··· DOKUMENTTEXT ···
Alte Meister

Nicht jeder Jahrgang ist ein Jahrhundertjahrgang und nicht jeder Wein ein Jahrhundertwein, aber wenn aus einem ganzen Jahrhundert einige der besten Weine zusammenkommen, Alte Meister eben, und der Wineterminator dabei sein darf, dann geht richtig die Post ab.

Angefangen haben wir eigentlich mit einem jungen Hüpfer. Zur Einstimmung und zur Belebung des Gaumens gab es aus der Magnum eine 1993 Brauneberger Juffer Sonnenuhr Auslese #10 von Fritz Haag. Bei aller Finesse, Leichtigkeit und Frische war dieser Wein für einen Haag erstaunlich fett und füllig mit deutlicher Boytritis 90/100.

Was ist der Unterschied zwischen "Französischem Sekt" und "Französischem Schaumwein"? Diese Bezeichnungen fanden sich auf den Flaschen der alten Champagner, mit denen wir in das eigentliche Tasting einstiegen. Sehr weich, reif mit nur noch ganz verhaltenem Mousseux ein 1959 Ruinart Brut Reserve Baron Philippe de Rothschild, der sich immer noch sehr gut trank, aber schon deutliche Firne zeigte 90/100. Erheblich frischer im Vergleich ein 1959 Dom Perignon, der noch erstaunlich lebhaft wirkte mit deutlichem Mousseux, am Gaumen sehr fein, elegant und seidig 93/100. Auf den setzte ein 1949 Ayala noch richtig eins drauf. Der war zwar schon etwas reifer in der Farbe, zeigte aber eine gewaltige Komplexität und Fülle, eine schöne Süße und war deutlich weiniger als die beiden anderen. Ein fleischiger Champagner mit grobperligem Mousseux, der einfach noch unglaublichen Spaß machte 94/100.
··· GESPEICHERTE DATEN ···
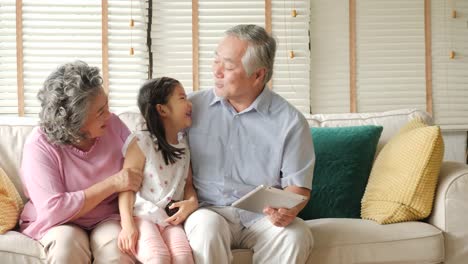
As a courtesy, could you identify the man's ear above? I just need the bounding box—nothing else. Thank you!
[254,68,266,84]
[155,104,167,116]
···
## AUFGABEN:
**A.** Prüfe für jede Aussage, ob sie mit dem Text zur Weinprobe übereinstimmt, und antworte jeweils mit Ja oder Nein samt den entscheidenden Worten des Textes als wörtlichem Zitat: (i) Der 1959 Dom Perignon erhielt 93/100. (ii) Die Auslese von Fritz Haag wurde aus der Magnum ausgeschenkt. (iii) Der 1949 Ayala war weniger weinig als die beiden anderen Champagner.
**B.** Entnimm dem Text zur Weinprobe wortgetreu die Stelle von „Was ist der“ bis einschließlich „Spaß machte 94/100.“.
Die Daten haben mit dem Text zur Weinprobe nichts zu tun.

## ANTWORTEN:
**A.**
(i) Ja: „1959 Dom Perignon, der noch erstaunlich lebhaft wirkte mit deutlichem Mousseux, am Gaumen sehr fein, elegant und seidig 93/100“
(ii) Ja: „gab es aus der Magnum eine 1993 Brauneberger Juffer Sonnenuhr Auslese #10 von Fritz Haag“
(iii) Nein: „war deutlich weiniger als die beiden anderen“

**B.**
Was ist der Unterschied zwischen "Französischem Sekt" und "Französischem Schaumwein"? Diese Bezeichnungen fanden sich auf den Flaschen der alten Champagner, mit denen wir in das eigentliche Tasting einstiegen. Sehr weich, reif mit nur noch ganz verhaltenem Mousseux ein 1959 Ruinart Brut Reserve Baron Philippe de Rothschild, der sich immer noch sehr gut trank, aber schon deutliche Firne zeigte 90/100. Erheblich frischer im Vergleich ein 1959 Dom Perignon, der noch erstaunlich lebhaft wirkte mit deutlichem Mousseux, am Gaumen sehr fein, elegant und seidig 93/100. Auf den setzte ein 1949 Ayala noch richtig eins drauf. Der war zwar schon etwas reifer in der Farbe, zeigte aber eine gewaltige Komplexität und Fülle, eine schöne Süße und war deutlich weiniger als die beiden anderen. Ein fleischiger Champagner mit grobperligem Mousseux, der einfach noch unglaublichen Spaß machte 94/100.